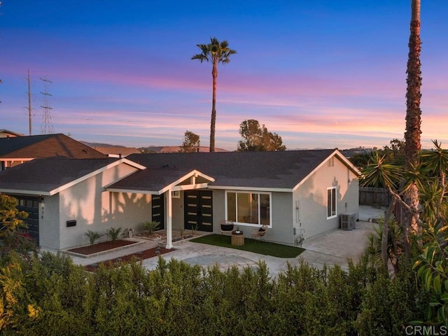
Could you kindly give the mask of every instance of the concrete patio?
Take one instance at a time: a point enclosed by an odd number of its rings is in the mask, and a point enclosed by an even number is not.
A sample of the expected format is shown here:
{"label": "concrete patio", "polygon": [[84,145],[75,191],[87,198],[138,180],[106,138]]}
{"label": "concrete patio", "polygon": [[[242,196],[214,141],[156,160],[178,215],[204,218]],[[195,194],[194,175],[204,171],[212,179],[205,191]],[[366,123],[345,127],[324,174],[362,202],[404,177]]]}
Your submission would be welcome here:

= = = = = = =

Can you output every line of the items above as a JSON list of strings, one string per line, with blank lines skipped and the pictures left out?

[
  "Could you kindly give the mask of every instance of the concrete patio?",
  "Take one instance at a time: a point enclosed by an odd number of its rings is in the mask, and a point enclosed by an even number is not.",
  "A sample of the expected format is shown here:",
  "{\"label\": \"concrete patio\", \"polygon\": [[84,145],[75,191],[87,198],[138,180],[106,138]]}",
  "{\"label\": \"concrete patio\", \"polygon\": [[[242,196],[214,141],[156,160],[178,215],[204,218]],[[195,194],[194,175],[204,171],[212,179],[205,191]],[[366,123],[345,127],[324,174],[362,202],[404,177]]]}",
  "Your submission would be welcome here:"
]